§ **Set exercise**: Return the records that follow, matching each one exactly.
==== Data supplied ====
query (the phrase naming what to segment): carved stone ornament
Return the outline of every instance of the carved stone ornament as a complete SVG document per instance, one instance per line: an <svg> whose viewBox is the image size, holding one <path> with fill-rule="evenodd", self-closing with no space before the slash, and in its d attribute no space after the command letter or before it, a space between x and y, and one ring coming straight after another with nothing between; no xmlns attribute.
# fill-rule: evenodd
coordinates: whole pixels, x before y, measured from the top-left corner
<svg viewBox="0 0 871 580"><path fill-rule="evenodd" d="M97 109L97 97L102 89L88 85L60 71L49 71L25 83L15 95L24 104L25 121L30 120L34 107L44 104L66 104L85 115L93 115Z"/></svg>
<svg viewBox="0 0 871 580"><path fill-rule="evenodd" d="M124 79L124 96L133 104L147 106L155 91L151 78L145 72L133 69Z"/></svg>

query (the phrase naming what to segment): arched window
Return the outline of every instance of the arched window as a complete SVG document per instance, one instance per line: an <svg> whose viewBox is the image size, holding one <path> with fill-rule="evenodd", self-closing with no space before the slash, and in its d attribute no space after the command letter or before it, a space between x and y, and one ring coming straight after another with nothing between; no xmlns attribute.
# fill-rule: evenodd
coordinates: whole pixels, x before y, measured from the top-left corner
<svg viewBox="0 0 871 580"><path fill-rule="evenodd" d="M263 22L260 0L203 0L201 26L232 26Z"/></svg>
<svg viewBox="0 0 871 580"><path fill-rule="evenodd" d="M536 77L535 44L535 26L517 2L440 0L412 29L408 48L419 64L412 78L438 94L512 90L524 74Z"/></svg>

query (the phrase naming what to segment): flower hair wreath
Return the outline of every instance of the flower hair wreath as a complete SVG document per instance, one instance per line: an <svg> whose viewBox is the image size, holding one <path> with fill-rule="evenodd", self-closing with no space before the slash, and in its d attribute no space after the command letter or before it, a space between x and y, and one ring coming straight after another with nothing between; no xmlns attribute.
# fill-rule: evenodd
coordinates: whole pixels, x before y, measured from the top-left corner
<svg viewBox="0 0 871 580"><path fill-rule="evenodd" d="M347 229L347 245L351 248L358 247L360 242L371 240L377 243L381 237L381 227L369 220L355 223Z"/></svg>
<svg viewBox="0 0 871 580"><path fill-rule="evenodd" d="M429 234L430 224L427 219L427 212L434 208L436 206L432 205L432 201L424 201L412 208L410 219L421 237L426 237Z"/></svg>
====
§ **Written reply**:
query (the phrase naming what to segment): carved stone ornament
Return the outline of every instance of the carved stone ornament as a complete SVG document per instance, one instance per line: an <svg> whose viewBox is the image size, holding one <path> with fill-rule="evenodd", self-closing with no space before the slash, and in its d attribute no space after the command letter or before it, a space between x and y, and one ring coming straight after another with nothing between; no xmlns attribute.
# fill-rule: evenodd
coordinates: whole pixels, x before y, measured from the top-left corner
<svg viewBox="0 0 871 580"><path fill-rule="evenodd" d="M97 109L97 97L102 89L88 85L60 71L49 71L25 83L15 95L24 104L25 121L30 120L34 107L44 104L66 104L85 115L93 115Z"/></svg>
<svg viewBox="0 0 871 580"><path fill-rule="evenodd" d="M124 79L124 96L133 104L147 106L155 91L151 78L145 72L133 69Z"/></svg>

query (the phrase naming what to segment): arched window
Return the outline of every instance of the arched window as a complete SVG document per instance, one instance per line: an <svg> whose viewBox is the image size, holding one <path> with fill-rule="evenodd", self-closing with no space before the slash, and in its d attribute no space after the command letter or before it, a space between x and y, and one ring coming straight after another with nothing between; no xmlns attribute.
# fill-rule: evenodd
coordinates: whole pixels, x before y, measured from the top-left corner
<svg viewBox="0 0 871 580"><path fill-rule="evenodd" d="M263 22L260 0L203 0L201 26L232 26Z"/></svg>
<svg viewBox="0 0 871 580"><path fill-rule="evenodd" d="M536 77L535 44L535 26L517 2L440 0L412 29L408 48L419 64L412 78L438 94L512 90L524 74Z"/></svg>

query (the phrase naming what to segment): flower hair wreath
Return the outline of every instance of the flower hair wreath as a complete SVG document per instance, one instance per line: an <svg> whose viewBox is the image size, holding one <path> with fill-rule="evenodd", self-closing with no space before the slash, and in its d attribute no space after the command letter or before it, a space between x and y, and one ring coming straight after another with nothing between; no xmlns attribute.
# fill-rule: evenodd
coordinates: whole pixels, x before y, measured from the top-left corner
<svg viewBox="0 0 871 580"><path fill-rule="evenodd" d="M347 229L347 245L351 248L358 247L360 242L371 240L377 243L381 237L381 227L369 220L355 223Z"/></svg>
<svg viewBox="0 0 871 580"><path fill-rule="evenodd" d="M429 234L430 224L427 219L427 212L434 208L436 206L432 205L432 201L424 201L412 208L410 219L421 237L426 237Z"/></svg>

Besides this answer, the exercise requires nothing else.